## GIVEN INSTRUCTION A
Print the stretch of the ballast-tank discussion from "surface, I could" through "fellows think?".
## GIVEN INSTRUCTION B
Update the stretch of the listing from the line containing "Can you find the person's raised" through the line containing "point(560, 519)", changing "white star glow" to "bright star glow" and keeping everything else the same. Give only those lines.

## TEXT BLOCK
%%
Forget the scuba tank but use the idea....it works great for a hard ballast system....take a tube out side the pressure vessel and put a free floating piston inside the tube....pump oil into the tube and it will move the piston.  this creates a volume change in regards to the pressure vessel and is infinitely adjustable..the ambient water pressure will push the piston back to negative buoyancy by displacing the oil back into the reservoir inside the pressure vessel when a valve is opened..the pump from any Hyd. jack off a Kmart shelf will do the trick...Maybe I don't understand what your trying to acomplish with the scuba tank thing.......Dave...

Hugo Marrero <HMarrero@hboi.edu> wrote:
Bill,
 
The changes in buoyancy of a scuba tank is negligible for all practical purposes. Remember... the  K I S S rule...
 
Hugo
 
-----Original Message-----
From: Akins [mailto:lakins1@tampabay.rr.com]
Sent: Monday, January 02, 2006 5:52 AM
To: personal_submersibles@psubs.org
Subject: [PSUBS-MAILIST] Compressable ballast tanks

Hi fellas.
 
I was thinking about the variation in buoyancy in my aluminum scuba tanks. You know when your tank starts to get low on air how
 
it becomes more buoyant. A thought struck me about how that might be counteracted that then led to another thought concerning
 
ballast tanks for a sub. With the scuba tank, I was thinking, what if it had a bottom that moved up and down the length of the tank
 
like a piston in an engine. As the tank emptied from my breathing, the bottom of the tank would be forced toward the top of the tank
 
by the water pressure until the remaining pressure in the tank stopped it from moving. In this way the rest of the tank volume would
 
now be replaced by water and the tank wouldn't get more buoyant as it emptied. Of course you would have to have a very good
 
foolproof seal. Even perhaps a seal that the tank's internal air pressure would push against to make the seal tightly seal. I wonder
 
if anyone has ever tried making something like that? That was my first idea. Then that thought made me think about this. On my wetsub
 
I've been planning to install 6 or 8 inch pipe about 4 feet long on either side for my soft ballast tanks. I had planned to use two scuba tanks
 
to blow them and the scuba tanks would each be attached to the top of the pipes on either side of the sub providing plenty of air for both
 
the soft ballast pipes and also for the hard ballast bladders in the bow and stern. What I was thinking about was if I could use the same idea
 
as with the scuba tank moving bottom on my soft ballast tanks. Suspose I had a piston with a really good seal. Now I'm on the surface
 
with the soft ballast pipes full volume keeping me up, then I could either crank the piston inward or even use hydraulics to
 
push the piston inward. That would compress the air in the soft ballast pipe and lower its volume and I would submerge. Then when I wanted to
 
surface, I could crank the piston out, allowing the air to expand, the volume to increase again, and then I would surface. That way I wouldn't have
 
to use any air tanks to fill my soft ballast tanks. Sounds like it would work to me but I'd have to make the pipe smooth and have a tight fitting
 
piston with a really good seal on it. If the seal ever blew out I could use my hard ballast tanks and my own personal BCD and still get the sub to the
 
surface and I could also always bail out if I had to. Just a thought about the variable volume scuba tank and soft ballast tanks. What do you
 
fellows think?
%%
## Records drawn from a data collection
%%
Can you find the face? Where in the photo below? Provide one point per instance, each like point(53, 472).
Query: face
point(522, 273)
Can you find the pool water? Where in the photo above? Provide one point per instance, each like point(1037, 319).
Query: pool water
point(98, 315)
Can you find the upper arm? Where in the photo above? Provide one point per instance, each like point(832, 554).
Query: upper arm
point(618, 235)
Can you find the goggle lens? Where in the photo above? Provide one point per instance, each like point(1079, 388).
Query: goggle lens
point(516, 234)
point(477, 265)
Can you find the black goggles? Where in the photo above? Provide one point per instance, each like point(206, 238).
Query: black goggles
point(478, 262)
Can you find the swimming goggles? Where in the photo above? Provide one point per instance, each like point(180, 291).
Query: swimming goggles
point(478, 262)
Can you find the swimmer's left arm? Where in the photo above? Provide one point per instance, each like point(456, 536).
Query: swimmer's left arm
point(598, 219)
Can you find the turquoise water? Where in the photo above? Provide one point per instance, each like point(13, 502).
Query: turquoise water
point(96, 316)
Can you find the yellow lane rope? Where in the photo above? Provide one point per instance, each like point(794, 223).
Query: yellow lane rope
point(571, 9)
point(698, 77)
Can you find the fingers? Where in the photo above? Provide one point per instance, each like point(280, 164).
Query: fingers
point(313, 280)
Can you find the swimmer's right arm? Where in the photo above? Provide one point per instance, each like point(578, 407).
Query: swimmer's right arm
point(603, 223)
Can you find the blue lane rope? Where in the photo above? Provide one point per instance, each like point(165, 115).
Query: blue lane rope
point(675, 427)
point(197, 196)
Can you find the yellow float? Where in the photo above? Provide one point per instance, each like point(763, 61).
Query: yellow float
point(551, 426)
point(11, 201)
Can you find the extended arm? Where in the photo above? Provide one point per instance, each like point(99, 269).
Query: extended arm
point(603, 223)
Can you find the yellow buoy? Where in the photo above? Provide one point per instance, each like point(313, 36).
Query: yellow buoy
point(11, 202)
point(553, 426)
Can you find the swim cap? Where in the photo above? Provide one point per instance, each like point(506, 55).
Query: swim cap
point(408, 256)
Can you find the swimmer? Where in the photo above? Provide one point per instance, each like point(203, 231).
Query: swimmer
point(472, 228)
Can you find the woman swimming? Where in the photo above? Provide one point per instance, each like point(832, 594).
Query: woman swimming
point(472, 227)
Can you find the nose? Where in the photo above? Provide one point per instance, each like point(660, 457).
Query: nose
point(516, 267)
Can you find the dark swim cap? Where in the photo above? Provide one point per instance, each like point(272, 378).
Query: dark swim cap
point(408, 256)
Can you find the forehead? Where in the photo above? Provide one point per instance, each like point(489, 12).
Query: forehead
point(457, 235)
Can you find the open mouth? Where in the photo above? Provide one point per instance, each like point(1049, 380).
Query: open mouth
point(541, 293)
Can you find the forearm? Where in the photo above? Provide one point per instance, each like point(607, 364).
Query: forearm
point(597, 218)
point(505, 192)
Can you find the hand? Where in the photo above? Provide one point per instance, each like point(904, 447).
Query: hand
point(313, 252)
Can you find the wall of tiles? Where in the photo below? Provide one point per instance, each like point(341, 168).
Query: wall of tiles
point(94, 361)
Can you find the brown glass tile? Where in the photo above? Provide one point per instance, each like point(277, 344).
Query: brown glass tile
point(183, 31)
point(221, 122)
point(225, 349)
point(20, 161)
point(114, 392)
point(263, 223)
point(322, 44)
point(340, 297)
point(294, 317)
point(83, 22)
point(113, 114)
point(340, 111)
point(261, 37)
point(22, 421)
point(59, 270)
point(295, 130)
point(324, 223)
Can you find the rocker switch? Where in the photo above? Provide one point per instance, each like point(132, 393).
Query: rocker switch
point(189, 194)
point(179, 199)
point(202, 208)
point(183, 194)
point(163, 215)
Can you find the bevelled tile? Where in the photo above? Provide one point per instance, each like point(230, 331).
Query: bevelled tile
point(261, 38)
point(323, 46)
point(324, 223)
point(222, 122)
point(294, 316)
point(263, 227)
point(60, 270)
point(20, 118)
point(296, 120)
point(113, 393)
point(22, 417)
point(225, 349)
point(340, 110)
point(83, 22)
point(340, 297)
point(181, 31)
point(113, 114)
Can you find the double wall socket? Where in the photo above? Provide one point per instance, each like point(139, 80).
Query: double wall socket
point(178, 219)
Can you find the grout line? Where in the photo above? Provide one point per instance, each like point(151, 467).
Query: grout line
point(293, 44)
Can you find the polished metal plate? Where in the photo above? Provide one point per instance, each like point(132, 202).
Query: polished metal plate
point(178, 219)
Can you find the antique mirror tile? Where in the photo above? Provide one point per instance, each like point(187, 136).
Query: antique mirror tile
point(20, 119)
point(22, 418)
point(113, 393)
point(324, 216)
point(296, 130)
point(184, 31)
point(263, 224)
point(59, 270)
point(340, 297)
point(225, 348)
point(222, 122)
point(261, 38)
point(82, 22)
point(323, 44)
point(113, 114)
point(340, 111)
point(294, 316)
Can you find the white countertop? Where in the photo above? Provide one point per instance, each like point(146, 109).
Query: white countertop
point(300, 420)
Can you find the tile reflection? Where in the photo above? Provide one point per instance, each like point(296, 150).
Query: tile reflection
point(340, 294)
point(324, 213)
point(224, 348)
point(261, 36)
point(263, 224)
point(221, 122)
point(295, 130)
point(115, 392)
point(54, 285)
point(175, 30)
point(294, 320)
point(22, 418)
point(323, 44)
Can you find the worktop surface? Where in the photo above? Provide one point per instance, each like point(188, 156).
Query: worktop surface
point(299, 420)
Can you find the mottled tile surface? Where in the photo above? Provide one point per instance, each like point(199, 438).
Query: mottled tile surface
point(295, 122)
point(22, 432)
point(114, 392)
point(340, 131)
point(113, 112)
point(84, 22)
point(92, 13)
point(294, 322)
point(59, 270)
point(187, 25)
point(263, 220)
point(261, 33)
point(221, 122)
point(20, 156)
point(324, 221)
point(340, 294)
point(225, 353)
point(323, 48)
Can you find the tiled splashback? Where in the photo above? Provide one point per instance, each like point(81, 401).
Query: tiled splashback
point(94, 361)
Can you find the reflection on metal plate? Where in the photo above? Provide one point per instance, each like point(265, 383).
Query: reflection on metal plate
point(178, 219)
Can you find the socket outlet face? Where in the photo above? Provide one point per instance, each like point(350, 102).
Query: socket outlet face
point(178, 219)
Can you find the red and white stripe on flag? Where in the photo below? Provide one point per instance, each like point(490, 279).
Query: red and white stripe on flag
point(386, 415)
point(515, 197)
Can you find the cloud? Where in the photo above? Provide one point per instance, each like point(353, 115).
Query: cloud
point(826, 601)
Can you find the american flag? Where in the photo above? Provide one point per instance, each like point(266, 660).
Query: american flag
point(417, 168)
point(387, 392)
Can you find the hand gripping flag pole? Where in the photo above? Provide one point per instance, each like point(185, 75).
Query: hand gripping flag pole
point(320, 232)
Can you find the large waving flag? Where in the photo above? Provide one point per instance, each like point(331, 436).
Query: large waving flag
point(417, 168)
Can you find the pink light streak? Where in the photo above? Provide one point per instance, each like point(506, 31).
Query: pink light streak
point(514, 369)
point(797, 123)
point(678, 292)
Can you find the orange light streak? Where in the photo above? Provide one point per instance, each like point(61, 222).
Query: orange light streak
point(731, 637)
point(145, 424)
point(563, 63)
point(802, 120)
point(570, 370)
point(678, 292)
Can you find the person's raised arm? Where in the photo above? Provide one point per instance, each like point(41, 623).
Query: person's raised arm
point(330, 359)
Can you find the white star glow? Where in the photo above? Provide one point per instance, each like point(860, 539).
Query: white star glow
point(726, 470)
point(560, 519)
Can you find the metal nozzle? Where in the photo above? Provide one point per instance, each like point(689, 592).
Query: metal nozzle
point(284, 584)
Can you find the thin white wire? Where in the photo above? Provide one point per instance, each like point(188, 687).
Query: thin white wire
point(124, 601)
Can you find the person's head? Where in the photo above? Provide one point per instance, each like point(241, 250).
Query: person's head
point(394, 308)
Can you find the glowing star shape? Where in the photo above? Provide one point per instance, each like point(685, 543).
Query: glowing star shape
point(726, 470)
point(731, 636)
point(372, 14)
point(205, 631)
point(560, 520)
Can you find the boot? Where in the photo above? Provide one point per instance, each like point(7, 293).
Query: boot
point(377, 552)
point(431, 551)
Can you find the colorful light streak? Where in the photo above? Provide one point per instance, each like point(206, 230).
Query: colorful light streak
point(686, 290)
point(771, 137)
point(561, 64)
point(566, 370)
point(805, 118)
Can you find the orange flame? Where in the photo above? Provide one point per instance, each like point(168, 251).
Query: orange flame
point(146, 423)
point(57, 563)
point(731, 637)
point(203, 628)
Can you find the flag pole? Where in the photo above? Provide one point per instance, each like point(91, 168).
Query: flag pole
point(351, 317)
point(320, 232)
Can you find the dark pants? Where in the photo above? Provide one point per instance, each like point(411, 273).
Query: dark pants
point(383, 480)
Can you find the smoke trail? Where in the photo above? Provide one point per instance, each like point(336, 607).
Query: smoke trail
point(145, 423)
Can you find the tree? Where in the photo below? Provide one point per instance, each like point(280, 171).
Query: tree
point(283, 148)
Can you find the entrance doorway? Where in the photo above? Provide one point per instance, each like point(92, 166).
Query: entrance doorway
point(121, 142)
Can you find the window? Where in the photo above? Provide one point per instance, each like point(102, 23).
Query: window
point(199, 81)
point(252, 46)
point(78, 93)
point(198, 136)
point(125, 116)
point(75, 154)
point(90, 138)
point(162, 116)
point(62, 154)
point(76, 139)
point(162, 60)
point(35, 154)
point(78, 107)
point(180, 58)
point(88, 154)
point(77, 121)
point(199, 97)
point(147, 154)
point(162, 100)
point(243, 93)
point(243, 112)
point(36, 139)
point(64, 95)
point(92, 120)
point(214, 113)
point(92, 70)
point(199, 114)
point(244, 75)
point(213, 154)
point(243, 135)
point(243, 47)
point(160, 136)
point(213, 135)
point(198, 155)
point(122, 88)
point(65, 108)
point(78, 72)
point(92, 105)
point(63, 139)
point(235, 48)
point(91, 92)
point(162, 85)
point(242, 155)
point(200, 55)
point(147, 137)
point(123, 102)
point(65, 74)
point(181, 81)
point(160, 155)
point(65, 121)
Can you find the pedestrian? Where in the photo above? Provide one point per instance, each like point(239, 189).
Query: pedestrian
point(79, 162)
%%
## COMPLETE OUTPUT A
surface, I could crank the piston out, allowing the air to expand, the volume to increase again, and then I would surface. That way I wouldn't have
 
to use any air tanks to fill my soft ballast tanks. Sounds like it would work to me but I'd have to make the pipe smooth and have a tight fitting
 
piston with a really good seal on it. If the seal ever blew out I could use my hard ballast tanks and my own personal BCD and still get the sub to the
 
surface and I could also always bail out if I had to. Just a thought about the variable volume scuba tank and soft ballast tanks. What do you
 
fellows think?

## COMPLETE OUTPUT B
Can you find the person's raised arm? Where in the photo above? Provide one point per instance, each like point(41, 623).
Query: person's raised arm
point(330, 359)
Can you find the bright star glow? Where in the photo above? Provide one point per instance, each like point(860, 539).
Query: bright star glow
point(726, 470)
point(560, 519)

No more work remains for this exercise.